* _WORK TO COMPLETE_: Beginning at the line that holds "Note: for this drill, pin each instance of the stone building", restate each line exactly through the final line of the records. Include both of those lines.

* _EXERCISE DATA_:

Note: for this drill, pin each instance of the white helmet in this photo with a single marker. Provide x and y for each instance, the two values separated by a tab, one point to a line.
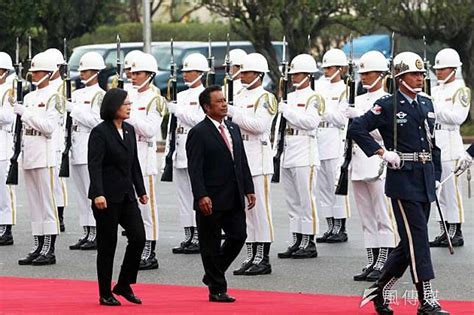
128	60
91	61
146	62
195	62
237	56
406	62
43	62
373	61
334	57
255	62
447	58
5	61
56	55
303	63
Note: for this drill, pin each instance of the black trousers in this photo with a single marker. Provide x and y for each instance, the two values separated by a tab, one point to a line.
217	258
413	249
127	214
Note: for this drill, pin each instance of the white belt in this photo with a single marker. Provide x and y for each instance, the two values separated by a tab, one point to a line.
439	126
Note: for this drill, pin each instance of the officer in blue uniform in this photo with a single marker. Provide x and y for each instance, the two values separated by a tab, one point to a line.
414	171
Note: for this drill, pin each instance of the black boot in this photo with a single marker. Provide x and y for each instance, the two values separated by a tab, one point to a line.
307	248
46	256
82	240
91	241
261	262
188	236
437	242
379	292
62	227
251	250
38	245
372	254
379	264
295	244
428	303
6	237
149	260
326	234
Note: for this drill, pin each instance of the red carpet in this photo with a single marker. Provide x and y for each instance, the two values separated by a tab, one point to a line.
58	296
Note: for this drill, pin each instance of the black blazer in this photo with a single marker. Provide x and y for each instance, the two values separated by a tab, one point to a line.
212	170
113	164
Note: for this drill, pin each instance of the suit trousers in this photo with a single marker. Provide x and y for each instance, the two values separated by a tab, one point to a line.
127	214
7	197
80	176
413	249
217	258
450	198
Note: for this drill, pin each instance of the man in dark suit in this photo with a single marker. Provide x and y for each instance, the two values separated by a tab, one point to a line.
220	178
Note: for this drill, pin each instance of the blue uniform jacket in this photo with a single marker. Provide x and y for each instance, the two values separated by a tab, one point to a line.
414	181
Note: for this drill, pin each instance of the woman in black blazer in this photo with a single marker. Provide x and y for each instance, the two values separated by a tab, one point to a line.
116	180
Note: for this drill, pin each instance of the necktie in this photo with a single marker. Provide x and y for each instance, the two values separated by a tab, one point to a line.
221	129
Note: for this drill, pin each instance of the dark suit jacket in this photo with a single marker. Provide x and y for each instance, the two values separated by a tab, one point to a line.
212	170
114	168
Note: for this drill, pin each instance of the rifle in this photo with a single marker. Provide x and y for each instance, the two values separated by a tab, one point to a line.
427	81
167	175
64	169
119	64
281	128
343	182
12	178
228	80
211	74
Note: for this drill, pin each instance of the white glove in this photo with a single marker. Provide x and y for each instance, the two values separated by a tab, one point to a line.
19	109
352	112
464	162
392	158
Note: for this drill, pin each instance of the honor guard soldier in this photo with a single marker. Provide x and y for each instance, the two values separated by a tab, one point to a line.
452	100
189	113
85	113
414	167
57	83
146	116
42	110
300	158
368	174
330	142
253	111
7	118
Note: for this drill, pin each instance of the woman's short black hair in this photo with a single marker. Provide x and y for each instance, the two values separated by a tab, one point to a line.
112	101
205	96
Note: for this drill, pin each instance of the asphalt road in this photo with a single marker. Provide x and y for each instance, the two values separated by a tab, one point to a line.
330	273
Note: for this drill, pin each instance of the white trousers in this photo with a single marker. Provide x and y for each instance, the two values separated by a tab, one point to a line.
299	184
150	211
185	197
259	219
7	197
378	224
39	184
329	204
80	177
450	198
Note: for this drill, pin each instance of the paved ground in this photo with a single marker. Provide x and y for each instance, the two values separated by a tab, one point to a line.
330	273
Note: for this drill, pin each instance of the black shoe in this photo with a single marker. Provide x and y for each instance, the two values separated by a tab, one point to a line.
221	297
363	275
109	301
374	275
89	245
127	294
192	248
42	260
148	264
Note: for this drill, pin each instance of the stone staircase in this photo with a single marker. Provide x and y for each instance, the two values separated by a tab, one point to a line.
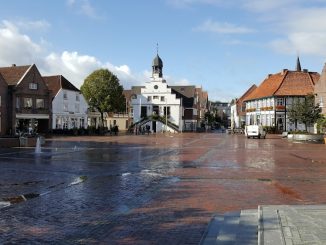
269	225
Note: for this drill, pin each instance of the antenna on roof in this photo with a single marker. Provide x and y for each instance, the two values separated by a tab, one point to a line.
298	68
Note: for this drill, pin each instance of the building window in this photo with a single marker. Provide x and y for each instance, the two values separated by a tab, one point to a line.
39	103
33	86
279	101
65	123
168	111
28	102
17	102
77	108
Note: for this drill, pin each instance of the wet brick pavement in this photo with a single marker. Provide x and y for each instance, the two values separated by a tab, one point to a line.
157	189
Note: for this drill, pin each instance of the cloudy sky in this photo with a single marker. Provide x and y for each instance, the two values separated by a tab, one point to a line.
223	46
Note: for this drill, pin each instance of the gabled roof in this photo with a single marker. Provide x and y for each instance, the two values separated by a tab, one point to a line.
57	82
244	97
187	91
14	74
320	86
286	83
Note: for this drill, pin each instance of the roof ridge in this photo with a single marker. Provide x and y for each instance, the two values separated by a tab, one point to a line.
311	80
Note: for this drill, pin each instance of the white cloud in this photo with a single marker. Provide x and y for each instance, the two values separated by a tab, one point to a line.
268	5
302	42
84	7
223	28
189	3
18	48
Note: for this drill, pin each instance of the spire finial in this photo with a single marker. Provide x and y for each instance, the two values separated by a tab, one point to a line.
298	64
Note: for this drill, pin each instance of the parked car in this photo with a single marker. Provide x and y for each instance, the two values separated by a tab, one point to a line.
255	131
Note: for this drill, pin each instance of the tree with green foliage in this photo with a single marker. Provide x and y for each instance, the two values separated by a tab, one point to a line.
305	111
103	92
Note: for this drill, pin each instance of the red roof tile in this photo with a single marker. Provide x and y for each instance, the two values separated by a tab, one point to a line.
55	83
13	74
243	98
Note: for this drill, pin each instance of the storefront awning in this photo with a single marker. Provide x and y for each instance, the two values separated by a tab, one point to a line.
32	116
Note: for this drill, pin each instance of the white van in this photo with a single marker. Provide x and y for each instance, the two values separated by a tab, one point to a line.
255	131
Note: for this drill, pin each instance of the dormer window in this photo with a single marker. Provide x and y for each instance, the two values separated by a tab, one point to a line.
33	86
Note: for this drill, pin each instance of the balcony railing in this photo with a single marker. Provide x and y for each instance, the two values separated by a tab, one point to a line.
280	107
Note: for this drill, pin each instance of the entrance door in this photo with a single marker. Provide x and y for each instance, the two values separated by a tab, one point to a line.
156	109
154	126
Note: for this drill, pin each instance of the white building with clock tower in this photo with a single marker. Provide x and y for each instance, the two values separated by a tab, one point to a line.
156	105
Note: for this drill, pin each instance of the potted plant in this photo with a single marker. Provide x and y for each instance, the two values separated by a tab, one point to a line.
321	126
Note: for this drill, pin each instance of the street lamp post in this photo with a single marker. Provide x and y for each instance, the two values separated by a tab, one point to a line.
166	114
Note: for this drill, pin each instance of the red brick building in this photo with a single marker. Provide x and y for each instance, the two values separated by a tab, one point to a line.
268	104
26	106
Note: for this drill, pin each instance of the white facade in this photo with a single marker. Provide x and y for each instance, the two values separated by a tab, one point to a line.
69	110
272	112
154	98
235	119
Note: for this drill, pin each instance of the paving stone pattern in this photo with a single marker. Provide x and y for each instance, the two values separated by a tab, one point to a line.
157	189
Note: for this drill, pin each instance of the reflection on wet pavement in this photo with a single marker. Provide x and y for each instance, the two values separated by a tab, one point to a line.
148	189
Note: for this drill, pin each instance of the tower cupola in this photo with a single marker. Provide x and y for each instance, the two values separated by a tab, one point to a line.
157	67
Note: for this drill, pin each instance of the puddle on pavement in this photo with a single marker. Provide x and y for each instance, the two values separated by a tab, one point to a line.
8	201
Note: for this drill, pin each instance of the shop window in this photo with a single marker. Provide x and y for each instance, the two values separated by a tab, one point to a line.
39	103
77	108
28	102
17	102
33	86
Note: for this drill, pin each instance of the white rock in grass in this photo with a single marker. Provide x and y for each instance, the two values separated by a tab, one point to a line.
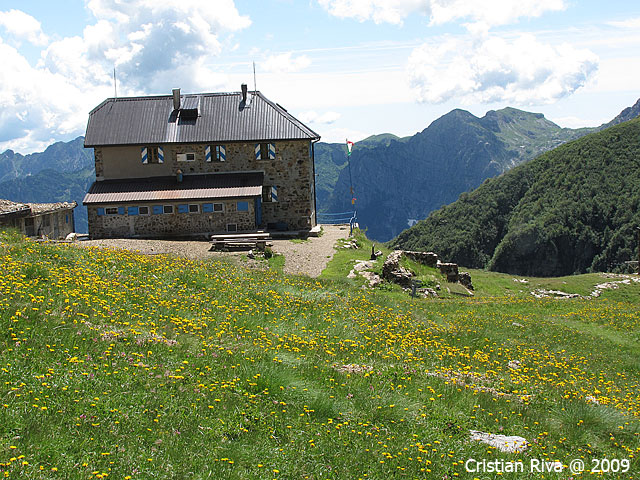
504	443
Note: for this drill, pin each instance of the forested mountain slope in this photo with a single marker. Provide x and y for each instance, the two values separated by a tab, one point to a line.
574	209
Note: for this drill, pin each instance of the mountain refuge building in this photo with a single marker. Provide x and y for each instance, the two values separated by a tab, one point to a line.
180	165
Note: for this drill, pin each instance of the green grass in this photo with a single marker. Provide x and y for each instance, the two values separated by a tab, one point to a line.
119	365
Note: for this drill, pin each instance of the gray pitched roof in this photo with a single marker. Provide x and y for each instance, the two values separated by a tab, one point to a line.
221	118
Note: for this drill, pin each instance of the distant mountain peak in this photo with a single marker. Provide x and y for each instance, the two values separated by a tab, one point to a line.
627	114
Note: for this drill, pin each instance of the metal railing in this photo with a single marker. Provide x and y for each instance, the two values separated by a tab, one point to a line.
350	218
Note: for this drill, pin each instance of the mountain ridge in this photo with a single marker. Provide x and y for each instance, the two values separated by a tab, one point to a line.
571	210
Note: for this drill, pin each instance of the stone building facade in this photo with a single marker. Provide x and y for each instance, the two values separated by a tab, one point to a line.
257	173
51	220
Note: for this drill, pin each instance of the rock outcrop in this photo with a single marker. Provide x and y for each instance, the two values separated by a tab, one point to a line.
393	272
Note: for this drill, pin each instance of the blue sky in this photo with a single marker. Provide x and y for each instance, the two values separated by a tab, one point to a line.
347	68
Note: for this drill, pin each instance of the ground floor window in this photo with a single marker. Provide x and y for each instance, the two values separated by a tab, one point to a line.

* _RESPONSE TO THE EXERCISE_:
Note: for this drill, pin each instance of the stone building facade in this photo with a single marker. Provide x and y for each instance, the two values separated by a tab, one point to a line.
257	173
51	220
Note: for this drill, pin each instance of the rock outcrop in this photo with a single marker. Provide x and y for each instance, the two values separated by a tab, one point to a line.
393	272
Note: for this drill, pin each instance of the blue sky in this photo with a single marker. Provide x and y for each instance, the two values separated by a tab, one point to a line.
347	68
Note: for this drill, pin each instance of the ground floor window in this photo with a single marker. Provide x and y for each instance, the two values separated by a tab, one point to a line.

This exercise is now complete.